What the task asks: Below are records; quote them exactly from the first line through the line that contains "Query: flag's yellow stripe".
Given records START
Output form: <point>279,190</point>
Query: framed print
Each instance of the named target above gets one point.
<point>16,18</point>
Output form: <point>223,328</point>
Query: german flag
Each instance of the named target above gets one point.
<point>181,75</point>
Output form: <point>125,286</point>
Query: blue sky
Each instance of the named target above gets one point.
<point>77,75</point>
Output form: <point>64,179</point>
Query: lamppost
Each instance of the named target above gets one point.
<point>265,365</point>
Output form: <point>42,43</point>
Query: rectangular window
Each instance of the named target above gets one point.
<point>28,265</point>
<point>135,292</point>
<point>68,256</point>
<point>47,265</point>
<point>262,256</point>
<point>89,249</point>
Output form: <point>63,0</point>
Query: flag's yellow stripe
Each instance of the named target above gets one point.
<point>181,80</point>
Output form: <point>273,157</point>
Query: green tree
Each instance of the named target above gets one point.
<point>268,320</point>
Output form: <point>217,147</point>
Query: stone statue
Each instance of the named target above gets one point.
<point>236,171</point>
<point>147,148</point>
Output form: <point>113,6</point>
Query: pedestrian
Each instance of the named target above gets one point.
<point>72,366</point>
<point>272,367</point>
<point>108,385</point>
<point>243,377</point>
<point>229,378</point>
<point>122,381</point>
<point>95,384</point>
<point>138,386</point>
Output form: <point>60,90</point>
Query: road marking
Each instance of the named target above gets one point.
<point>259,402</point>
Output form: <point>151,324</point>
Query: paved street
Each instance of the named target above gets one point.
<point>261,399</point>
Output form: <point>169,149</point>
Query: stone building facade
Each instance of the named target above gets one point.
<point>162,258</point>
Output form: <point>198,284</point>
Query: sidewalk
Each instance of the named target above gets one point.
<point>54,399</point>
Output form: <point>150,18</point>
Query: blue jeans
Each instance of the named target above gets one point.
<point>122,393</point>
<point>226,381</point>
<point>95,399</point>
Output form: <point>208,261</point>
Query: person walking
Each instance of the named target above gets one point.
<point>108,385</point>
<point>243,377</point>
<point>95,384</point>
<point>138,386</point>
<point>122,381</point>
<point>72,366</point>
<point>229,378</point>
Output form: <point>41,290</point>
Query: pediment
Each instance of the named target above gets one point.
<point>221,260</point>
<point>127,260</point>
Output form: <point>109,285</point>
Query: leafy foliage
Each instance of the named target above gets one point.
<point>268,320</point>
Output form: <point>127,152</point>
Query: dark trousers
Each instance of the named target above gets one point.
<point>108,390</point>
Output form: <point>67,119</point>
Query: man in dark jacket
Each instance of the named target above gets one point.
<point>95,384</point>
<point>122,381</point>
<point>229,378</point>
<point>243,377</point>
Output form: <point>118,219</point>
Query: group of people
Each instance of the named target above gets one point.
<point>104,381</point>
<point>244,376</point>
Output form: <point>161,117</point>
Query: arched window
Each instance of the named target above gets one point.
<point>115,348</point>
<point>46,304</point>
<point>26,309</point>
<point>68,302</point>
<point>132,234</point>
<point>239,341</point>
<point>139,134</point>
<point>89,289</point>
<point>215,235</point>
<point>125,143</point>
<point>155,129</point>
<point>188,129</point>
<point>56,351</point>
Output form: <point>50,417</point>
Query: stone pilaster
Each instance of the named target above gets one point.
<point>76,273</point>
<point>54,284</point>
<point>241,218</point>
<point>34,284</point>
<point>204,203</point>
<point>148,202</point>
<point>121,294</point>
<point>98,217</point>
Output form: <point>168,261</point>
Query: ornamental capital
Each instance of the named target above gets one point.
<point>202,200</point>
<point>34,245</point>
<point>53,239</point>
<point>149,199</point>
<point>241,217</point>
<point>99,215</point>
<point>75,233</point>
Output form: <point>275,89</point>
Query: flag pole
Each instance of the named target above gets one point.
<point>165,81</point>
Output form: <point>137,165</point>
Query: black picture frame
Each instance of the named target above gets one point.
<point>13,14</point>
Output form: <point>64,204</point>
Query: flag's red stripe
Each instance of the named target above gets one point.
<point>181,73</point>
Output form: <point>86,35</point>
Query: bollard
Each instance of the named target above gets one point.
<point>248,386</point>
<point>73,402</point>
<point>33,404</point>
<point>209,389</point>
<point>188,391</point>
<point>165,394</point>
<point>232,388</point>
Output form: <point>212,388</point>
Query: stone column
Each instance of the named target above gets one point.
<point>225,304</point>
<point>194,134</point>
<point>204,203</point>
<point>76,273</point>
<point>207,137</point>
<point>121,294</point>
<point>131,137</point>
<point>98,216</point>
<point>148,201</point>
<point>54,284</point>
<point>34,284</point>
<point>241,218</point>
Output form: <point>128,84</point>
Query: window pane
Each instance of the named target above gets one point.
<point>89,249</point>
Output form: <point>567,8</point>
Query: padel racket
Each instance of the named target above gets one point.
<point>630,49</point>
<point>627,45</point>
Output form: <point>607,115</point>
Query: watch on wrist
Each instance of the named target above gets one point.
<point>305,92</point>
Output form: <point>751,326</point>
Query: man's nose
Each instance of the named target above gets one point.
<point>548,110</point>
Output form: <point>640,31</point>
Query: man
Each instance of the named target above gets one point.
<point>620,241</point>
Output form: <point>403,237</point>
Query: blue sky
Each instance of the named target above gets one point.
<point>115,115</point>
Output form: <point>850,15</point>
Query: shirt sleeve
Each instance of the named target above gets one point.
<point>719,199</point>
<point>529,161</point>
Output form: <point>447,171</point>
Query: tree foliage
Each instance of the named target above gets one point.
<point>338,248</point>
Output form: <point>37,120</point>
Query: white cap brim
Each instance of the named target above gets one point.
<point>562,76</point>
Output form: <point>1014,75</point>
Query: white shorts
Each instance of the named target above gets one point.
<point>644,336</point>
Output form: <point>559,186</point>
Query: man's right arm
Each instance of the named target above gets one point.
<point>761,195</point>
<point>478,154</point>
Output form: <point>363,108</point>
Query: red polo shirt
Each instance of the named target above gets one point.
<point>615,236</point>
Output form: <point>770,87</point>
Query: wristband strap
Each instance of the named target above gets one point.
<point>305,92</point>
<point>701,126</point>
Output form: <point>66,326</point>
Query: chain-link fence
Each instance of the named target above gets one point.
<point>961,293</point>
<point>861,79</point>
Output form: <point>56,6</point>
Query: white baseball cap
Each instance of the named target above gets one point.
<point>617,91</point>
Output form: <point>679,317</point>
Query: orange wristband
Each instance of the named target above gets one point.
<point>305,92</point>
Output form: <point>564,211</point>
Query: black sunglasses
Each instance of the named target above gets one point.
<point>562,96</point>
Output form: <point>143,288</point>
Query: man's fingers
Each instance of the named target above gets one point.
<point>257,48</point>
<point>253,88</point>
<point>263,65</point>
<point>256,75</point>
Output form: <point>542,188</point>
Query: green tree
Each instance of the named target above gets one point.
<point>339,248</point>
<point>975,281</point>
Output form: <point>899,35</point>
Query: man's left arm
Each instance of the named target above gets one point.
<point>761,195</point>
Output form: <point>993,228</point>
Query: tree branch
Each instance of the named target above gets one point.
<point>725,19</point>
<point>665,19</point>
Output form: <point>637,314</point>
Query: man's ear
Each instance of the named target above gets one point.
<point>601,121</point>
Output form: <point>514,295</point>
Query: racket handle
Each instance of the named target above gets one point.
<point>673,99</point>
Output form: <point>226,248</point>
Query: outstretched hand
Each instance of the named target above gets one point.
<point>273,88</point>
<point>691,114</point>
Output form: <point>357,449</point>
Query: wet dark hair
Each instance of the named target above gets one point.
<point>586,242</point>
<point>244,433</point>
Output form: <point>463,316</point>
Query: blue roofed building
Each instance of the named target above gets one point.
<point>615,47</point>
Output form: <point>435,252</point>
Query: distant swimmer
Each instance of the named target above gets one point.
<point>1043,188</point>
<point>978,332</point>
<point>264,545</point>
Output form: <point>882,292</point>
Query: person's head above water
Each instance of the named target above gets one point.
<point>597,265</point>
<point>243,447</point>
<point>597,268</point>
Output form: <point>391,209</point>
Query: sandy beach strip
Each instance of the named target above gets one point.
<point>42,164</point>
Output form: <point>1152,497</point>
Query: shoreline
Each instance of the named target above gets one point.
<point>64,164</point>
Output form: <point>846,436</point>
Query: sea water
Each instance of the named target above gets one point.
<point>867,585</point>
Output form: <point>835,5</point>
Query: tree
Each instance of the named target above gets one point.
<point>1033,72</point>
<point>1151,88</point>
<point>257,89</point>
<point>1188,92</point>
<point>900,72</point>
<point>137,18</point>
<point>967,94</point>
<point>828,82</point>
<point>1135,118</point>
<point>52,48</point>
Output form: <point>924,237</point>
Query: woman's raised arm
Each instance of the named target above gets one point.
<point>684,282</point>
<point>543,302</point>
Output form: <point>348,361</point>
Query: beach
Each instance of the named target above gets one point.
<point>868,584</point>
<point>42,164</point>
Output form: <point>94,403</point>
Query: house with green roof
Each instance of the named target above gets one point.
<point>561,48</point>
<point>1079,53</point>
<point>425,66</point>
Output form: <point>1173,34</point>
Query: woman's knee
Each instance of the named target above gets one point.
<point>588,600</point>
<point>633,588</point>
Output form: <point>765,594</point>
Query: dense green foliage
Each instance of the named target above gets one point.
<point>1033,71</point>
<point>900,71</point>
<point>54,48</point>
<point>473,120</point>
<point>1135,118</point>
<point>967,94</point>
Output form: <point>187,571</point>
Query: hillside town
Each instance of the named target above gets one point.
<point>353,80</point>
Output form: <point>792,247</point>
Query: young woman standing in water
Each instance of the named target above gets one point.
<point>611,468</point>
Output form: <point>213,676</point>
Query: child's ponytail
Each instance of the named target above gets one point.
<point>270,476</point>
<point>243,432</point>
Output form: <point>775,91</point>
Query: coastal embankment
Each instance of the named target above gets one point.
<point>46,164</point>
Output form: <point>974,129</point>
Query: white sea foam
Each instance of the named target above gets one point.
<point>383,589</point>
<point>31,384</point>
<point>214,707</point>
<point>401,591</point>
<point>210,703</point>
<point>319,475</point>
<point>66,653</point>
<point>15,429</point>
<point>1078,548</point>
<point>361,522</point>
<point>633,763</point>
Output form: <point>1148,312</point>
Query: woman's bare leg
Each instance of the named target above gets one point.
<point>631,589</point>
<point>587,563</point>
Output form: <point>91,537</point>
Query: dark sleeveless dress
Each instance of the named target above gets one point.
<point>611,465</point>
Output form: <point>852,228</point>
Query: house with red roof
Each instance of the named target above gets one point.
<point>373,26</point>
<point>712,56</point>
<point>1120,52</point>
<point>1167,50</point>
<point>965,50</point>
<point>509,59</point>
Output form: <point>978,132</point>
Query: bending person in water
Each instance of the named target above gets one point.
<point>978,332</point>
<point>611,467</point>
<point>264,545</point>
Given records END
Exercise solution:
Output form: <point>279,190</point>
Query: framed print
Each instance of the named target above gets one point.
<point>16,18</point>
Output form: <point>223,328</point>
Query: german flag
Each instance of the named target above gets one point.
<point>181,75</point>
Output form: <point>125,286</point>
Query: blue sky
Each instance of the named target above gets one point.
<point>77,75</point>
Output form: <point>64,179</point>
Query: lamppost
Each instance of the named target above gets one point.
<point>265,365</point>
Output form: <point>42,43</point>
Query: rectangular window
Each instance of the named target above gets one point.
<point>28,265</point>
<point>135,292</point>
<point>68,256</point>
<point>47,265</point>
<point>262,256</point>
<point>89,249</point>
Output form: <point>63,0</point>
Query: flag's yellow stripe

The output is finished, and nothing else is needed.